* **Assignment**
In full and word for word, return the listing that follows.

* **Data under study**
________________________

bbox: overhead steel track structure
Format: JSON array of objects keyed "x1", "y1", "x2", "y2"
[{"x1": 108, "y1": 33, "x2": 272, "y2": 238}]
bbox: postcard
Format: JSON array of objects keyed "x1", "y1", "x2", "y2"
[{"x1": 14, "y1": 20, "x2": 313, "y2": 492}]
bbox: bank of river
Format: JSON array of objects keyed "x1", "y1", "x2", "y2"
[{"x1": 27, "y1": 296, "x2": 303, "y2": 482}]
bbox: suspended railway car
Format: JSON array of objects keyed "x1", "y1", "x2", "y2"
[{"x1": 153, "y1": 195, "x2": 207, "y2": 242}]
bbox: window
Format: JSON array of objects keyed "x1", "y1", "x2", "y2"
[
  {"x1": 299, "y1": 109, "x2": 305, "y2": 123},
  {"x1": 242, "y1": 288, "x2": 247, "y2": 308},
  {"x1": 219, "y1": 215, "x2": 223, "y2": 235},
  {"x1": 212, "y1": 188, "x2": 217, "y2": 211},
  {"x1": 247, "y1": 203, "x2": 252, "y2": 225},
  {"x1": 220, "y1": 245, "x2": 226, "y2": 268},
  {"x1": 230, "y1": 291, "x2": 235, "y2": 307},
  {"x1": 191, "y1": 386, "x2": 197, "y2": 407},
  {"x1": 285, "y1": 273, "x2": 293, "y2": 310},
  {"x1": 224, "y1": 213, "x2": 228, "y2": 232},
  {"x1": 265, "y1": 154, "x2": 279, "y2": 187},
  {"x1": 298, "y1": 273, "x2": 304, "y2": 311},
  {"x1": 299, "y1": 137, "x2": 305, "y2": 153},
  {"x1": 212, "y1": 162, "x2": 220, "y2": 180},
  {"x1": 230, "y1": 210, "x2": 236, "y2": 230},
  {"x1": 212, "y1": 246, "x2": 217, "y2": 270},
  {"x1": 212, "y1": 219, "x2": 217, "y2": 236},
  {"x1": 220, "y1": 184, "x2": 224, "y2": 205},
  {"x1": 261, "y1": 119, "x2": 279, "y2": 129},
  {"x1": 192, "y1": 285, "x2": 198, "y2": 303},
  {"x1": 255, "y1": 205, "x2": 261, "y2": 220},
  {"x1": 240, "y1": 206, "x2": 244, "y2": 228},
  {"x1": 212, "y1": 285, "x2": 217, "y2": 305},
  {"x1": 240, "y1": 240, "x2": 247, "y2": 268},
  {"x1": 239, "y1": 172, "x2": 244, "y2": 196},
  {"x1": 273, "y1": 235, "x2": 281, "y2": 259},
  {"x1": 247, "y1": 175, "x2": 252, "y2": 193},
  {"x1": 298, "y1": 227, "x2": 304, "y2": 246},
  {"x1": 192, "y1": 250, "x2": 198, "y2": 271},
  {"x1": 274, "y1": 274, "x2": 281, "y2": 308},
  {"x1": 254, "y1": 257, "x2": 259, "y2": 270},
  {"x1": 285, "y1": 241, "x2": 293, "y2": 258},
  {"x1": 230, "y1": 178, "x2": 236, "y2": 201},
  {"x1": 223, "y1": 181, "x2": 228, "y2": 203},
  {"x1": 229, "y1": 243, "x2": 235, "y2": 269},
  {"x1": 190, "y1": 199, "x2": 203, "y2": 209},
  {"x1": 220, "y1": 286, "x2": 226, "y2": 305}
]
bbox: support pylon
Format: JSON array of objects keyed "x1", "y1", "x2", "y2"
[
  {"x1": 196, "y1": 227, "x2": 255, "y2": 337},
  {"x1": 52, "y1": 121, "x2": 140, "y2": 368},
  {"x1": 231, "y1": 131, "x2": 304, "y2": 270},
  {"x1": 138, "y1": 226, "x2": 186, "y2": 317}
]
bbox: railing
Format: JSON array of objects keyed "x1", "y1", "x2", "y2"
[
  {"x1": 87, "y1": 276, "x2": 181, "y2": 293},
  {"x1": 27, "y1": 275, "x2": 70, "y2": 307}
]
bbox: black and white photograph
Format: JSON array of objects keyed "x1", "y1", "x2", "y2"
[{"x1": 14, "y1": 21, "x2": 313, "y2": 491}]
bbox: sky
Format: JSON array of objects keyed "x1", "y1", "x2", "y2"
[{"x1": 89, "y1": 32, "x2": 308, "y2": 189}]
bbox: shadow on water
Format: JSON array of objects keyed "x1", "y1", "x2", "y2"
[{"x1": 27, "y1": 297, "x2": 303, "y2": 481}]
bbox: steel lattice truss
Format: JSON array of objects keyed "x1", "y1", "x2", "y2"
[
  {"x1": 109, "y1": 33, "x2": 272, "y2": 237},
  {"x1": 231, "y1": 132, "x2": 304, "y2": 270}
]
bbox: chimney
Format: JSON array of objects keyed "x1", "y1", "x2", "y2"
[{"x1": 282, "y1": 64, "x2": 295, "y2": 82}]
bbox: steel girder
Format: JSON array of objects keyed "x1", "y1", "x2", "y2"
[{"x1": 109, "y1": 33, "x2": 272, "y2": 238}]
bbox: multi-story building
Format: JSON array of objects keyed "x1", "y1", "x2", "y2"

________________________

* **Solution to the exercise**
bbox: overhead steel track structure
Format: JSON array of objects keyed "x1", "y1", "x2", "y2"
[{"x1": 108, "y1": 33, "x2": 272, "y2": 238}]
bbox: postcard
Format: JSON array of objects keyed "x1", "y1", "x2", "y2"
[{"x1": 14, "y1": 20, "x2": 313, "y2": 492}]
bbox: bank of river
Format: JSON array of objects keyed "x1", "y1", "x2", "y2"
[{"x1": 27, "y1": 296, "x2": 303, "y2": 482}]
bbox: suspended railway car
Format: JSON array of objects keyed "x1", "y1", "x2", "y2"
[{"x1": 153, "y1": 195, "x2": 207, "y2": 242}]
bbox: window
Format: JSON array of objects keyed "x1", "y1", "x2", "y2"
[
  {"x1": 299, "y1": 109, "x2": 305, "y2": 123},
  {"x1": 242, "y1": 288, "x2": 247, "y2": 308},
  {"x1": 219, "y1": 215, "x2": 223, "y2": 235},
  {"x1": 212, "y1": 188, "x2": 217, "y2": 211},
  {"x1": 247, "y1": 203, "x2": 252, "y2": 225},
  {"x1": 220, "y1": 245, "x2": 226, "y2": 268},
  {"x1": 230, "y1": 291, "x2": 235, "y2": 307},
  {"x1": 191, "y1": 386, "x2": 197, "y2": 407},
  {"x1": 285, "y1": 273, "x2": 293, "y2": 310},
  {"x1": 224, "y1": 213, "x2": 228, "y2": 232},
  {"x1": 265, "y1": 154, "x2": 279, "y2": 187},
  {"x1": 298, "y1": 273, "x2": 304, "y2": 311},
  {"x1": 299, "y1": 137, "x2": 305, "y2": 153},
  {"x1": 212, "y1": 162, "x2": 220, "y2": 180},
  {"x1": 230, "y1": 210, "x2": 236, "y2": 230},
  {"x1": 212, "y1": 246, "x2": 217, "y2": 270},
  {"x1": 212, "y1": 219, "x2": 217, "y2": 236},
  {"x1": 220, "y1": 184, "x2": 224, "y2": 205},
  {"x1": 261, "y1": 119, "x2": 279, "y2": 129},
  {"x1": 192, "y1": 285, "x2": 198, "y2": 303},
  {"x1": 255, "y1": 205, "x2": 261, "y2": 220},
  {"x1": 240, "y1": 206, "x2": 244, "y2": 228},
  {"x1": 212, "y1": 285, "x2": 217, "y2": 305},
  {"x1": 240, "y1": 240, "x2": 247, "y2": 268},
  {"x1": 239, "y1": 172, "x2": 244, "y2": 196},
  {"x1": 273, "y1": 235, "x2": 281, "y2": 259},
  {"x1": 247, "y1": 175, "x2": 252, "y2": 193},
  {"x1": 298, "y1": 227, "x2": 304, "y2": 246},
  {"x1": 192, "y1": 250, "x2": 198, "y2": 271},
  {"x1": 274, "y1": 274, "x2": 281, "y2": 308},
  {"x1": 254, "y1": 257, "x2": 259, "y2": 270},
  {"x1": 285, "y1": 241, "x2": 293, "y2": 258},
  {"x1": 230, "y1": 178, "x2": 236, "y2": 201},
  {"x1": 223, "y1": 181, "x2": 228, "y2": 203},
  {"x1": 229, "y1": 243, "x2": 235, "y2": 269},
  {"x1": 190, "y1": 199, "x2": 203, "y2": 209},
  {"x1": 220, "y1": 286, "x2": 226, "y2": 305}
]
bbox: support pylon
Format: JSON array of objects keyed "x1", "y1", "x2", "y2"
[
  {"x1": 196, "y1": 227, "x2": 255, "y2": 337},
  {"x1": 52, "y1": 121, "x2": 140, "y2": 368},
  {"x1": 231, "y1": 131, "x2": 304, "y2": 270},
  {"x1": 138, "y1": 226, "x2": 186, "y2": 317}
]
bbox: railing
Format: JSON array of objects keyed "x1", "y1", "x2", "y2"
[
  {"x1": 87, "y1": 276, "x2": 181, "y2": 293},
  {"x1": 27, "y1": 275, "x2": 70, "y2": 307}
]
bbox: black and white photograph
Format: JSON array of objects keyed "x1", "y1", "x2", "y2"
[{"x1": 14, "y1": 21, "x2": 313, "y2": 491}]
bbox: sky
Format: JSON array of objects keyed "x1", "y1", "x2", "y2"
[{"x1": 89, "y1": 32, "x2": 308, "y2": 189}]
bbox: shadow on water
Format: JSON array of objects keyed "x1", "y1", "x2", "y2"
[{"x1": 27, "y1": 297, "x2": 303, "y2": 481}]
bbox: steel lattice truss
Format: JSON array of objects keyed "x1", "y1", "x2", "y2"
[
  {"x1": 109, "y1": 33, "x2": 272, "y2": 237},
  {"x1": 231, "y1": 132, "x2": 304, "y2": 270}
]
bbox: chimney
Format: JSON array of objects keyed "x1", "y1", "x2", "y2"
[{"x1": 282, "y1": 64, "x2": 295, "y2": 82}]
bbox: steel girder
Format: JSON array of objects keyed "x1", "y1", "x2", "y2"
[{"x1": 109, "y1": 33, "x2": 272, "y2": 238}]
bbox: multi-story building
Format: JSON array of objects keyed "x1", "y1", "x2", "y2"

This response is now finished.